▸ **Records for this exercise**
● ● ● ● ● ● ●
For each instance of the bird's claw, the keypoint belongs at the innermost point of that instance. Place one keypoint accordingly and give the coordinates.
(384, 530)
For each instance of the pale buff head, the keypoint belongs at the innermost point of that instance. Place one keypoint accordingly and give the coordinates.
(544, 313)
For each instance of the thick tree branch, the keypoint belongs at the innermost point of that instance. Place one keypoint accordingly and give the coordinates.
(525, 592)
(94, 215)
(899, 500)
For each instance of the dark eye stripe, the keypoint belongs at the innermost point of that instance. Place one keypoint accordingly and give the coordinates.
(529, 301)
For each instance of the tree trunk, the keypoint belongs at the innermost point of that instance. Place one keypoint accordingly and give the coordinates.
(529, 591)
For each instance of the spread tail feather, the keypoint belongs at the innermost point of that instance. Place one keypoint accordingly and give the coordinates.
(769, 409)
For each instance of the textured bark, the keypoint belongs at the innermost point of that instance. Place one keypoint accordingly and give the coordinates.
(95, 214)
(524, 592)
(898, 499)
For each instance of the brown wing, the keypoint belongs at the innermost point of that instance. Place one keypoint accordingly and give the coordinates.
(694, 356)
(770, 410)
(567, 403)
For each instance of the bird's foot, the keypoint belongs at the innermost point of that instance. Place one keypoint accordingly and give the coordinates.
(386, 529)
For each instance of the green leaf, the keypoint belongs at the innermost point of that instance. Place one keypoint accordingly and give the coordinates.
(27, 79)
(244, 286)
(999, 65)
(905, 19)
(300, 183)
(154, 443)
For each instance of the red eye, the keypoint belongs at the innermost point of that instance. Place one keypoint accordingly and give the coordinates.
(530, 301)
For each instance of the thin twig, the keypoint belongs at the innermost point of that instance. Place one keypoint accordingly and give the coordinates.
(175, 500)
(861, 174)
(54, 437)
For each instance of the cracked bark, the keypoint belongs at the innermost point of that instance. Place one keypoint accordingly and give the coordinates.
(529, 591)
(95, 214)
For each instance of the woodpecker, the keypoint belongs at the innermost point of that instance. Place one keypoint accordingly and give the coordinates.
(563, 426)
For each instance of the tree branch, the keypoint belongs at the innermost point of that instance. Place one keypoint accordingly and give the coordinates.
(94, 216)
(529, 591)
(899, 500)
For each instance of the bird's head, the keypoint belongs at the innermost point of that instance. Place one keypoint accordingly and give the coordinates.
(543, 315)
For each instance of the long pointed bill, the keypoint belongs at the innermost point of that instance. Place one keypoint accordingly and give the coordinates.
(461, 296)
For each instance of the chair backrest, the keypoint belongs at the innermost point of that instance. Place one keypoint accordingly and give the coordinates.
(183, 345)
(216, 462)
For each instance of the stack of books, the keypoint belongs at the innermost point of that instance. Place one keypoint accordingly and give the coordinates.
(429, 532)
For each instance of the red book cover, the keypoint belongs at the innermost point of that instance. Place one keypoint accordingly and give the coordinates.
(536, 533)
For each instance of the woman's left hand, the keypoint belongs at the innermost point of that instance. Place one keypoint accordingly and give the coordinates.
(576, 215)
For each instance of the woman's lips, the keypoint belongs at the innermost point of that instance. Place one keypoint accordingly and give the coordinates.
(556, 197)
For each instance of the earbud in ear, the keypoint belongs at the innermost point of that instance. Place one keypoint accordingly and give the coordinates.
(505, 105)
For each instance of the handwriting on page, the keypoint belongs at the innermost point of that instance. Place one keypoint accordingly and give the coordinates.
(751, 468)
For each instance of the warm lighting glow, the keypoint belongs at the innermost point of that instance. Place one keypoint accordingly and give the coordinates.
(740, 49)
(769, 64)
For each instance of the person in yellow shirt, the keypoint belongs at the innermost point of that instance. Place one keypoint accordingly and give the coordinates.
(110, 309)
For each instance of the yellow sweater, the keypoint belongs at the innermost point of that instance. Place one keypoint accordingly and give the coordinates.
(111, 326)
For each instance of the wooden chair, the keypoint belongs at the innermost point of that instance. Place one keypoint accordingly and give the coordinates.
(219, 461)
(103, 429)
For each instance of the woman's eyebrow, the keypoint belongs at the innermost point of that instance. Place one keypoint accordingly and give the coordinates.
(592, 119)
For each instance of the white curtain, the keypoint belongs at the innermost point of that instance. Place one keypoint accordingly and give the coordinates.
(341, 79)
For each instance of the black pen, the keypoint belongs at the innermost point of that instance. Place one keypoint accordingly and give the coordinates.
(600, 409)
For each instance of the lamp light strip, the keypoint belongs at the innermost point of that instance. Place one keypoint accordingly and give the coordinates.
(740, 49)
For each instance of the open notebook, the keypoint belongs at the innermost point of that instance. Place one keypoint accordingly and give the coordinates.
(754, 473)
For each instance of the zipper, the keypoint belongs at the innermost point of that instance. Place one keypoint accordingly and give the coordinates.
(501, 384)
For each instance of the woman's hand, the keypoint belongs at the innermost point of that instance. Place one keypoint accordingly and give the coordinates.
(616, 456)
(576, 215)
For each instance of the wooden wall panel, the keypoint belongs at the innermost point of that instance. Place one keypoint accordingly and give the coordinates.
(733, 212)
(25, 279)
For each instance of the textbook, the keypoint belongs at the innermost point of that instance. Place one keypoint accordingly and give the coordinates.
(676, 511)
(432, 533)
● ● ● ● ● ● ●
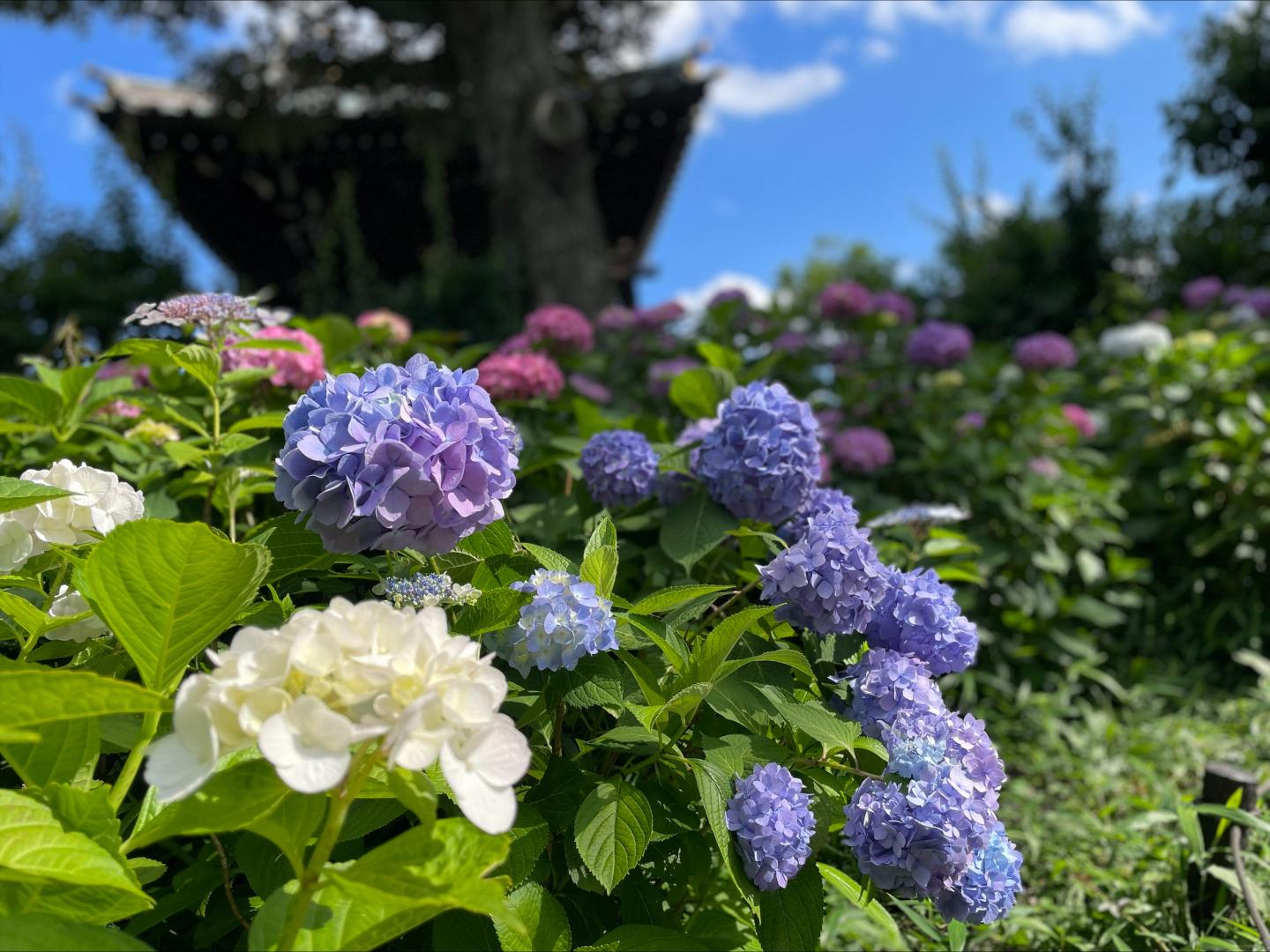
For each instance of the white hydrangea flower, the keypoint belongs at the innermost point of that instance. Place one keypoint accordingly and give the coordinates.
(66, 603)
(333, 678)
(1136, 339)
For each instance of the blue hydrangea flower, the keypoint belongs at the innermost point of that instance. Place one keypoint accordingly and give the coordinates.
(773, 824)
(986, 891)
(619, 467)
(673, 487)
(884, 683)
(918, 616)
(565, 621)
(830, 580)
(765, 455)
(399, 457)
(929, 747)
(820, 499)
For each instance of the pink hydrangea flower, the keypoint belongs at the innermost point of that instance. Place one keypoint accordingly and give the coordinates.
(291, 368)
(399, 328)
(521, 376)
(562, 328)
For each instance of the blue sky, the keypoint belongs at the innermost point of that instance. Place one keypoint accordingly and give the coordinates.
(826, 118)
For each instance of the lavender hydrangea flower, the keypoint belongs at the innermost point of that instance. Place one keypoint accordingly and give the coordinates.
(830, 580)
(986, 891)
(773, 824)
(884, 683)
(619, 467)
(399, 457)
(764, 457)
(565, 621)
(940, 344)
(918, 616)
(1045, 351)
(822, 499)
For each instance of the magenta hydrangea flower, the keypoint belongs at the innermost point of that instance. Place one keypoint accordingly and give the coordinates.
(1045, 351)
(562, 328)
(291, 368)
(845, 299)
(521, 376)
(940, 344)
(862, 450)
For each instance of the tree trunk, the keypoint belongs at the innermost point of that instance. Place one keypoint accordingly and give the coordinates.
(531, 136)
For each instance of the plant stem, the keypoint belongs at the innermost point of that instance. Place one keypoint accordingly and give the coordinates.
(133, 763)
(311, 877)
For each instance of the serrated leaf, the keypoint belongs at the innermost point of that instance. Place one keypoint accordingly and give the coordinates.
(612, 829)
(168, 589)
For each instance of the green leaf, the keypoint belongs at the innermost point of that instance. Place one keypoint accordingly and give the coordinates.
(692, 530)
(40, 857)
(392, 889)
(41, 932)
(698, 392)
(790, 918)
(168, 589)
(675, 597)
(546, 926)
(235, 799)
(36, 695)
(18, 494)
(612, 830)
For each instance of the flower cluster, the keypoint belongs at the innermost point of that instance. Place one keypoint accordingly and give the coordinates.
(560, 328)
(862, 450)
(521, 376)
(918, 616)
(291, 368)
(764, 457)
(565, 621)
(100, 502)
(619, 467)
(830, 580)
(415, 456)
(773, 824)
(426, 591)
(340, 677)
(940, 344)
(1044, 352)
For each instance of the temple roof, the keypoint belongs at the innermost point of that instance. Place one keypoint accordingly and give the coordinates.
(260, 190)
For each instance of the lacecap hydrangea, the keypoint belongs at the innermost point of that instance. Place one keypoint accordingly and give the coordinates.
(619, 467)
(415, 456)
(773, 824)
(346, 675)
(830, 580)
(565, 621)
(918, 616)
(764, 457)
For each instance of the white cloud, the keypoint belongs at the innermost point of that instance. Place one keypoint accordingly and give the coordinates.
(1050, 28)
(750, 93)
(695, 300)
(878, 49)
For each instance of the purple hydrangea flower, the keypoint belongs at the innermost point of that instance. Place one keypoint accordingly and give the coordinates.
● ● ● ● ● ● ●
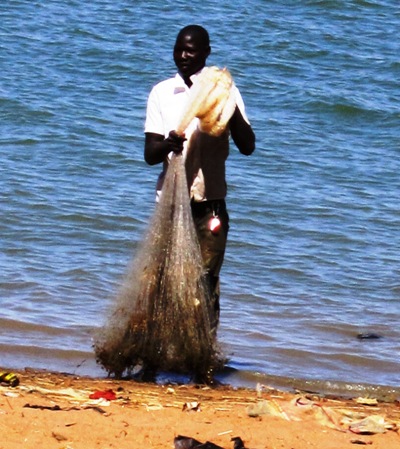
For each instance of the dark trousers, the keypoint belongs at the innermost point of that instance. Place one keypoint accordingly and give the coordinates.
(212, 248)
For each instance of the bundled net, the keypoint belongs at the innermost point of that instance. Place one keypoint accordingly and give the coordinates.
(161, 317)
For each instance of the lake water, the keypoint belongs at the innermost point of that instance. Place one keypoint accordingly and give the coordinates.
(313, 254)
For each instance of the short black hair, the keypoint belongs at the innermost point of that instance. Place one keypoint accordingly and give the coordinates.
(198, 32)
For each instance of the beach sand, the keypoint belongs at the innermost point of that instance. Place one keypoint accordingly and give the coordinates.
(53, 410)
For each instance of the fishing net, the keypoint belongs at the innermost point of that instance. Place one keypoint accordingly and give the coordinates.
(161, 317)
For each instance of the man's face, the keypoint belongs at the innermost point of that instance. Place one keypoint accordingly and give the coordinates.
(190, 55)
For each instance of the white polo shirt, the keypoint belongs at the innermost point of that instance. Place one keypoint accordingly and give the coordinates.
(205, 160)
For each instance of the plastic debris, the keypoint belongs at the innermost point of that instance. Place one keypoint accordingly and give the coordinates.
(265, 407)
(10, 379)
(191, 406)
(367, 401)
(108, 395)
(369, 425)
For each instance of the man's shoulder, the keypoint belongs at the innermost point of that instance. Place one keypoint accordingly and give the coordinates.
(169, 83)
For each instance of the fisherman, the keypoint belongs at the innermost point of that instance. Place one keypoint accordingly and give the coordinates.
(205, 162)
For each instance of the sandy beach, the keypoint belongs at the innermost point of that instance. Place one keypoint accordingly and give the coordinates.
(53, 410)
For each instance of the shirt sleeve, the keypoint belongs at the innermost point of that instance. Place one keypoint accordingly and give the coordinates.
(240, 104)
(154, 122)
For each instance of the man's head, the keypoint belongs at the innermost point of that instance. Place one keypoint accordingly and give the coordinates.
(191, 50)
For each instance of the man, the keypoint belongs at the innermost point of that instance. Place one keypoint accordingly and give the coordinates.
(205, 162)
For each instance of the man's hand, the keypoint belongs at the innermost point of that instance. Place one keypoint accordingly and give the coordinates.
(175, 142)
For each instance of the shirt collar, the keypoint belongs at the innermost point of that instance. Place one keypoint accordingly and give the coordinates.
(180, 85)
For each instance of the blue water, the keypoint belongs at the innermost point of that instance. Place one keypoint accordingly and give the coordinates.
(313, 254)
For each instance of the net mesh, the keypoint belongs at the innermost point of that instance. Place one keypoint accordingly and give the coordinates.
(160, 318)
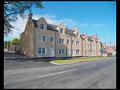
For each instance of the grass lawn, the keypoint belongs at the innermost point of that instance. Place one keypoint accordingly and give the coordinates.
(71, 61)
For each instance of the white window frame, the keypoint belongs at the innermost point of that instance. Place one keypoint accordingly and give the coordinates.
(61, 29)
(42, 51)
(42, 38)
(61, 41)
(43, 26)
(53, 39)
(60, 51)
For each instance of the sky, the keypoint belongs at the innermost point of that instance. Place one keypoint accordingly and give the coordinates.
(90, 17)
● ● ● ● ● ● ●
▸ **Stated exercise**
Gather every line from the entries above that contains the word "bird", and copy each of those lines in full.

▸ **The answer**
For each instance of the bird's claw, the keypoint belongs at the innermost point of that instance. Place one keypoint accordingly and give the coordinates.
For each instance of the bird's foot, the keypoint belongs at the innermost point of that instance. Place one keypoint accordingly and give the coordinates.
For each instance of the bird's head, the keypoint belongs at the innermost point of that instance. Place one keypoint accordingly and give the coordinates.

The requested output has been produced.